**TEXT SEGMENT**
##########
I spent a little while debugging this today and found that the issue
was that the bundles internally used by the system tests didn't have
the proper startlevel set which meant that they would get assigned
level 5 and be started way before any of the other bundles, nailing
the jaxws package to the one from the JRE again (0.0.0).
I've changed the start level of these bundles and now everything is
working correctly.

I've committed this in r964787.

I think we're ready for a release! Eoghan would you have some cycles?

Cheers,

David

On 30 June 2010 18:16, Daniel Kulp <dk...@apache.org> wrote:
> On Tuesday 29 June 2010 3:24:55 am David Bosschaert wrote:
>> It troubles me that if people want to use CXF-DOSGi they would have to
>> fiddle with the org.osgi.framework.system.packages. This is a major
>> usability drawback from where we were before.
>>
>> > A more long-term option might to ship an entire distro of karaf with
>> > dOSGi,
>>
>> I'm also opposed to turning the CXF-DOSGi distribution into a Karaf
>> distro as OSGi is all about reusable components that can be used in
>> any compliant OSGi Framework. We shouldn't have to ship a tweaked
>> runtime for people to be able to use it.
##########
[Location identification items]
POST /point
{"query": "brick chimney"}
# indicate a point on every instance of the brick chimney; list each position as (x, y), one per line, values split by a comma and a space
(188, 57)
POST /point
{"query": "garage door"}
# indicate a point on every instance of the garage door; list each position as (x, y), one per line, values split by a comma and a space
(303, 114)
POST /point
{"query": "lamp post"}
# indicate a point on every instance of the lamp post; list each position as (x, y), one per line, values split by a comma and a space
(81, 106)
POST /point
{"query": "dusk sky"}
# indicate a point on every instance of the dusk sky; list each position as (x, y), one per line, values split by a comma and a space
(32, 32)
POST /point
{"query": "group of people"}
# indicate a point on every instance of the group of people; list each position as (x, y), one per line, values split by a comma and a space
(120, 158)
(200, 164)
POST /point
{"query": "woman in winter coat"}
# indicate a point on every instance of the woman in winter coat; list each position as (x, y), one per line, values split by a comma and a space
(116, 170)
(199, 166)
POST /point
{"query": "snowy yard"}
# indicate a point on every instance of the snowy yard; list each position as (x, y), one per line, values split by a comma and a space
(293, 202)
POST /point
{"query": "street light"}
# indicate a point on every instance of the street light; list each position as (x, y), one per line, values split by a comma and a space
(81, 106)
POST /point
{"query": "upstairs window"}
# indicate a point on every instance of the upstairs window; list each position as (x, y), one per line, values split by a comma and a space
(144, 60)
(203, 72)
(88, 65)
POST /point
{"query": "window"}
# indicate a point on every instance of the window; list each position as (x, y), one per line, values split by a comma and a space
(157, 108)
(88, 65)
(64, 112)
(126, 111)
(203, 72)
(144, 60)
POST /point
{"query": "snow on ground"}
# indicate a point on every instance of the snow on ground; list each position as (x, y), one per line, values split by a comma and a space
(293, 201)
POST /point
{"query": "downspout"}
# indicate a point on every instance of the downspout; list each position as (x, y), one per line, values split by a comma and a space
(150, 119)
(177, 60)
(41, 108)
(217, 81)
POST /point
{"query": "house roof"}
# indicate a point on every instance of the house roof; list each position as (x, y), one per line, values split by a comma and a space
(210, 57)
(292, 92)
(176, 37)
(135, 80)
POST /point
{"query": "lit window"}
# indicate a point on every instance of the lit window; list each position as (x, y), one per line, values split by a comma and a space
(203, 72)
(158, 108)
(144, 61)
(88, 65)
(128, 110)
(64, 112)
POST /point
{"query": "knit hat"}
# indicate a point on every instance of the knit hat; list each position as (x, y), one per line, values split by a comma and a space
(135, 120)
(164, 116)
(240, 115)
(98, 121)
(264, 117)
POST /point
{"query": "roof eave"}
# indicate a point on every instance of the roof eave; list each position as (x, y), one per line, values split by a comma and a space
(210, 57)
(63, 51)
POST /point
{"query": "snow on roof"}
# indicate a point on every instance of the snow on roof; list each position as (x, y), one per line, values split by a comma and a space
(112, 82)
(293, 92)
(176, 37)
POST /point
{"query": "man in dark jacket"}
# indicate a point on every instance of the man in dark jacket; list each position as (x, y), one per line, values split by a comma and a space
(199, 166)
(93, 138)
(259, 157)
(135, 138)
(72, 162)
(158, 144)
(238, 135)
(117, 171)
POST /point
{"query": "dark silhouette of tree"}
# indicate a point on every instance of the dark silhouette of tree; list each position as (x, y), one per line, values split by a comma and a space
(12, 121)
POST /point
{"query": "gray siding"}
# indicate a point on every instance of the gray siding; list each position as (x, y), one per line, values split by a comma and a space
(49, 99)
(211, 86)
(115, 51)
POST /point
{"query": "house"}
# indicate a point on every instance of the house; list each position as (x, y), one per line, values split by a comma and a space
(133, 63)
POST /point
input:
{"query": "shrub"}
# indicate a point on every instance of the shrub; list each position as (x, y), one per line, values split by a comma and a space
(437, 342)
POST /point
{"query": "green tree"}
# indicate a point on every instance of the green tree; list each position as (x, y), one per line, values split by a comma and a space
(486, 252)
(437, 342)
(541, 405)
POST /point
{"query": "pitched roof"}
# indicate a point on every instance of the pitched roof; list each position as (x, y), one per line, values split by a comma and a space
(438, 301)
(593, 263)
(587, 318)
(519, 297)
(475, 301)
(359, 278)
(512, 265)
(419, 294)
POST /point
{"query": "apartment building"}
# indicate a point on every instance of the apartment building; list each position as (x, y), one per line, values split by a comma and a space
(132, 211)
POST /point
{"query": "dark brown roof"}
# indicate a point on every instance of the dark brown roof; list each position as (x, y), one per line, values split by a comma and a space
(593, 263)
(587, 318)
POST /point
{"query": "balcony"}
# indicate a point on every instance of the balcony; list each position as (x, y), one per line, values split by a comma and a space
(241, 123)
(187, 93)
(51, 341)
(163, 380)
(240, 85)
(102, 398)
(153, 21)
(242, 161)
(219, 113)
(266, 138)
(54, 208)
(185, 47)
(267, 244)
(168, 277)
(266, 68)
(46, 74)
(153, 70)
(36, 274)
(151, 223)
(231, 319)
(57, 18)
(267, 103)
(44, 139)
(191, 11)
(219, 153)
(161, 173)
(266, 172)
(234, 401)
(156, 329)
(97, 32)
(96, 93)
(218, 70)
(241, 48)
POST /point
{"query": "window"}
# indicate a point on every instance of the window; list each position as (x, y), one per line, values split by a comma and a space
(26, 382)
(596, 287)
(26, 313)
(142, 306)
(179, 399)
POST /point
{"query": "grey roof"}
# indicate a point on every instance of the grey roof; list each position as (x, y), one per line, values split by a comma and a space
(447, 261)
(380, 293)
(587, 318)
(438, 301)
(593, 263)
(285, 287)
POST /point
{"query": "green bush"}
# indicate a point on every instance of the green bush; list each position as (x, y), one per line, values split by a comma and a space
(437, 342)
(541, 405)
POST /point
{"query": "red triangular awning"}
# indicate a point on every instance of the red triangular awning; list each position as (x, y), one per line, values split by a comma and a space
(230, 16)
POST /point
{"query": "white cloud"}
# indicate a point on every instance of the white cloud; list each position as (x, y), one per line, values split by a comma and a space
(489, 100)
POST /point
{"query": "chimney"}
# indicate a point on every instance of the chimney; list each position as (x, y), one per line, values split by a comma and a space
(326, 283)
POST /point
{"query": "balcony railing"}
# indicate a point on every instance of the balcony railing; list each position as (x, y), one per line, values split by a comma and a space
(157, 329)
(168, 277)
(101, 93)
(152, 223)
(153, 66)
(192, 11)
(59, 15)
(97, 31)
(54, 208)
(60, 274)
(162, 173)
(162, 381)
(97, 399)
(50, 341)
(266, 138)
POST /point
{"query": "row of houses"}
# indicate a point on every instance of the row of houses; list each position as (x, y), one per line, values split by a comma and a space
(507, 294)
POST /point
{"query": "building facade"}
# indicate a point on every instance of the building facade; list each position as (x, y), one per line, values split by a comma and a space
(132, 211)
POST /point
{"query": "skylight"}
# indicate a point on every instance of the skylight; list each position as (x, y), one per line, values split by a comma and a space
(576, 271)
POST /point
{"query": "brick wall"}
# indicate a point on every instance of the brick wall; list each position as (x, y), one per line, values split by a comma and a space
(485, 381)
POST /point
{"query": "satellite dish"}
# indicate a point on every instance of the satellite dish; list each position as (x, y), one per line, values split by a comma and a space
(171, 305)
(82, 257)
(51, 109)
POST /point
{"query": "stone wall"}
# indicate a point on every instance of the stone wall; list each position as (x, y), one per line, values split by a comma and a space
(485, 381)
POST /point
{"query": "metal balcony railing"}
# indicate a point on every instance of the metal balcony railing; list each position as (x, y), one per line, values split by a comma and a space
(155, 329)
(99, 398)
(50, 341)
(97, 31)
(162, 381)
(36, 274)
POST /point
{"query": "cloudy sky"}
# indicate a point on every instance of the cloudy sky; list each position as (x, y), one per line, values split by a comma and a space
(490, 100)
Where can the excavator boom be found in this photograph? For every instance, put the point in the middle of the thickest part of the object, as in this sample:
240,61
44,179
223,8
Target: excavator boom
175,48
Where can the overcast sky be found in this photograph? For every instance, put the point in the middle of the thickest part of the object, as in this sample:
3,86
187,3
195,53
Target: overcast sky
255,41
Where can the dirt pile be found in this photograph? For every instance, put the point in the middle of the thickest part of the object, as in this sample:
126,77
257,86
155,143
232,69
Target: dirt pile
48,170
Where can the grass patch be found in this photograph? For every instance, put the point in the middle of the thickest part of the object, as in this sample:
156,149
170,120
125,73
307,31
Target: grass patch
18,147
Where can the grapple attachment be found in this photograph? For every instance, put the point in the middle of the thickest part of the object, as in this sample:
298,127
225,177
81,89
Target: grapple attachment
##########
**GOALS**
a – In the email about CXF-DOSGi, what start level did the system test bundles get assigned because their proper start level was not set?
b – Translate this sentence from the email about CXF-DOSGi into Spanish: "This is a major usability drawback from where we were before."

**OUTPUTS IN ORDER**
a – Level 5.

b – Este es un inconveniente importante de usabilidad con respecto a donde estábamos antes.